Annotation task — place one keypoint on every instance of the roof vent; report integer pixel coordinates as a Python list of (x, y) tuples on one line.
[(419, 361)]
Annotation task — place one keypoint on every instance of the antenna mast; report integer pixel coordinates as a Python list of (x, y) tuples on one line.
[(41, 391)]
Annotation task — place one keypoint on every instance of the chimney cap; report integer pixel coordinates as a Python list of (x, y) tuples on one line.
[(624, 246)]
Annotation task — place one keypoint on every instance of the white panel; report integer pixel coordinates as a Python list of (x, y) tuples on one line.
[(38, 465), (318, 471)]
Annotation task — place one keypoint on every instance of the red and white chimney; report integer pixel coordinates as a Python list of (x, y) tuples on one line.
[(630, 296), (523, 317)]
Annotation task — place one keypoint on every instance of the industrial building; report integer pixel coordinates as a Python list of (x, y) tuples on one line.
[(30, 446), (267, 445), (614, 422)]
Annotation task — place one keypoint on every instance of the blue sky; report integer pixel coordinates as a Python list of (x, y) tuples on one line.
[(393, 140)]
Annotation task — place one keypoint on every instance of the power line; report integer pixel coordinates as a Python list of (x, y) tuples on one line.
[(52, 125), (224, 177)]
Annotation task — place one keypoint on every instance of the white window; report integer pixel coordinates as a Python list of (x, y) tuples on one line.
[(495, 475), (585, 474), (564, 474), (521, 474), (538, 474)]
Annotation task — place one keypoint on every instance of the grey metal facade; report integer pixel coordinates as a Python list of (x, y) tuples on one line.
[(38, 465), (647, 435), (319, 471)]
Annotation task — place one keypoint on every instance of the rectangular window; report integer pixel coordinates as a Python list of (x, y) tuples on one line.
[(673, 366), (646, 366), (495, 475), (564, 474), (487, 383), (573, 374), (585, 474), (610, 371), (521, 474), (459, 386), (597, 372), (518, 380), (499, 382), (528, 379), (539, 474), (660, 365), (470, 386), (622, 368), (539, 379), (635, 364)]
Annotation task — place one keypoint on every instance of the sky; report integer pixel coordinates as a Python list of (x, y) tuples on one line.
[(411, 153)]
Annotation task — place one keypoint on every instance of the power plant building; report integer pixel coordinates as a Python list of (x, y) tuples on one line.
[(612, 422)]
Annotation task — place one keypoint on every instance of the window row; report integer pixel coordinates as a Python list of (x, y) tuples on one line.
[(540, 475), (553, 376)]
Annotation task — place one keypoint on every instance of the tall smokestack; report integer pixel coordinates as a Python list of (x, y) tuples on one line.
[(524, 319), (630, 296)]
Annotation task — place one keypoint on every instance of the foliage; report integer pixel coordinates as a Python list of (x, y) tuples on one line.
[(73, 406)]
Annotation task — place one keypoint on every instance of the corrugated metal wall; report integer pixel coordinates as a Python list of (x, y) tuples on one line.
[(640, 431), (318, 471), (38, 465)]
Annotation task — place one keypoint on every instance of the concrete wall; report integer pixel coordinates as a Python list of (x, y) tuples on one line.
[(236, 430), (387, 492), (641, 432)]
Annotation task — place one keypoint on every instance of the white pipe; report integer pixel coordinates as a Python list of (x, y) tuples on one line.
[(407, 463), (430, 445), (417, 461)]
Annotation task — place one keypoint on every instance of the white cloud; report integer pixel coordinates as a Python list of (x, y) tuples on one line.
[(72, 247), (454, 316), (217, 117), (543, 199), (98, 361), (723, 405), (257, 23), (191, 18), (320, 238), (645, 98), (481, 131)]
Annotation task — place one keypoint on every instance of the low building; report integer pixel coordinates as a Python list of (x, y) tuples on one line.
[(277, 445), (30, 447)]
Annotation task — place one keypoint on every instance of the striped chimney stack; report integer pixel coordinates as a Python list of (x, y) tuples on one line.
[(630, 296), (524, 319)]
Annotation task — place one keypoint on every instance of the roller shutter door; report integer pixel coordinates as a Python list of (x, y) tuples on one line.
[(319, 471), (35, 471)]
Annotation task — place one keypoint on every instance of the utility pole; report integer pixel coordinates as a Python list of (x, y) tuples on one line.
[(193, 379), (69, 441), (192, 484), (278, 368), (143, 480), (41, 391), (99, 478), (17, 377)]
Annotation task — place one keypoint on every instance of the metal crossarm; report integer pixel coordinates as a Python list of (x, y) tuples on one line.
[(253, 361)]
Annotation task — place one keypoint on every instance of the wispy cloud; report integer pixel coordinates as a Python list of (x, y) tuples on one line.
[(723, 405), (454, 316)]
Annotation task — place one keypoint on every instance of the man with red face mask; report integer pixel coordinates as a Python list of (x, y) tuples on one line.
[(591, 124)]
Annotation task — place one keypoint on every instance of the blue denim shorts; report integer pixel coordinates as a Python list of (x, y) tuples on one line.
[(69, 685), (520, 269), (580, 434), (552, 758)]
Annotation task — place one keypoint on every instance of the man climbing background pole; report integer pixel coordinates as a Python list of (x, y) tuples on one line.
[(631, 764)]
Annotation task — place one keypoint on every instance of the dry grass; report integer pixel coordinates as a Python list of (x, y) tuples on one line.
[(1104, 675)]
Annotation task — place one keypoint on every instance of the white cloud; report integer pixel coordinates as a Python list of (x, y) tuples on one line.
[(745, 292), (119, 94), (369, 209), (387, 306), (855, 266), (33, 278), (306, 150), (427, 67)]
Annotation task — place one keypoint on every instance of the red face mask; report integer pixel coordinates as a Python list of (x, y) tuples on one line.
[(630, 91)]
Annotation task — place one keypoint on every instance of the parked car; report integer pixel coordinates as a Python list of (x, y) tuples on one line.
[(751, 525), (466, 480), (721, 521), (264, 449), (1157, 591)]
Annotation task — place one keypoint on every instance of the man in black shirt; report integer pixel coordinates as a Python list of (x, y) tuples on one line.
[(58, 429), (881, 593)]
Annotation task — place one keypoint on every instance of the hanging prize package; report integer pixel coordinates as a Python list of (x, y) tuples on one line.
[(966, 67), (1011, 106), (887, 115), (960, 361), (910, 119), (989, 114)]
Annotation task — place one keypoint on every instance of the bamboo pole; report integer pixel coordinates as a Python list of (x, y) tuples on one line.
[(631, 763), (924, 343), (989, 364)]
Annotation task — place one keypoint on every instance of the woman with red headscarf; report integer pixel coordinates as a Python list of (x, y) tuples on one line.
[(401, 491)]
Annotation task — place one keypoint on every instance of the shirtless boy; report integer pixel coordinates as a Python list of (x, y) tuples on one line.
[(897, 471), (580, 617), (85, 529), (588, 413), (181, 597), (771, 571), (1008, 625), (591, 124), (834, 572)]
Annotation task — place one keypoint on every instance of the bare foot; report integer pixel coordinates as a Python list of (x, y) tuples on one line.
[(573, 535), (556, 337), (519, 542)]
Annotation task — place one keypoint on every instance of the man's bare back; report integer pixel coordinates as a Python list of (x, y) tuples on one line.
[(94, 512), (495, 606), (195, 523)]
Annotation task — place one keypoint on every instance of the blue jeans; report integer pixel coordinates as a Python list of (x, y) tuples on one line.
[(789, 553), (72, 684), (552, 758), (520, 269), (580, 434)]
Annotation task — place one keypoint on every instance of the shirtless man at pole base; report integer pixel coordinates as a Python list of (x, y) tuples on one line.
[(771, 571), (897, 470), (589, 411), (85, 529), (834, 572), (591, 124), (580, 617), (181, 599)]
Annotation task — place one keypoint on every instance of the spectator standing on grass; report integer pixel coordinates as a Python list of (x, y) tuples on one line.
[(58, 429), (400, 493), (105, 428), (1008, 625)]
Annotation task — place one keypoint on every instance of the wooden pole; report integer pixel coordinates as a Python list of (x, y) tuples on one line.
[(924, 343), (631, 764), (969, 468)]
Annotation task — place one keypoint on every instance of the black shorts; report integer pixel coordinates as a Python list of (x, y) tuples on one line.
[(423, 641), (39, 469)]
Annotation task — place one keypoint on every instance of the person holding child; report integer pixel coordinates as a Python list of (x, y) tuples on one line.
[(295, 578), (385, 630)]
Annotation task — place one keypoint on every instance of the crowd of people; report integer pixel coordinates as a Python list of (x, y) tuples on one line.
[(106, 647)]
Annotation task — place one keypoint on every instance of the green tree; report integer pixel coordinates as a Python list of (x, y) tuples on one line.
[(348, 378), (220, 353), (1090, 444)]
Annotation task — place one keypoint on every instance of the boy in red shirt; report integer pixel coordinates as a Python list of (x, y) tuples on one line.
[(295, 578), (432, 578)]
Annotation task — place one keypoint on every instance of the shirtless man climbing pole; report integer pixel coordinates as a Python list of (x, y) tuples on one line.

○ ○ ○

▸ DIRECTIONS
In the listing, change "keypoint" to "marker" from the line with "of the bare" up to and including the line with "[(94, 512), (495, 606), (195, 523)]", and write out only those lines with everything else left as it is.

▸ SOLVED PROBLEM
Annotation task — place one marker on every instance of the bare foot; report integer pixel coordinates as a Python list of (x, y) tuples on one line.
[(573, 535), (556, 337), (519, 542)]
Annotation task — place one marker on every instance of the man's bare back; report integer pixel coordinates as a Python list of (x, y) tuples on one line.
[(94, 512), (495, 606), (195, 523)]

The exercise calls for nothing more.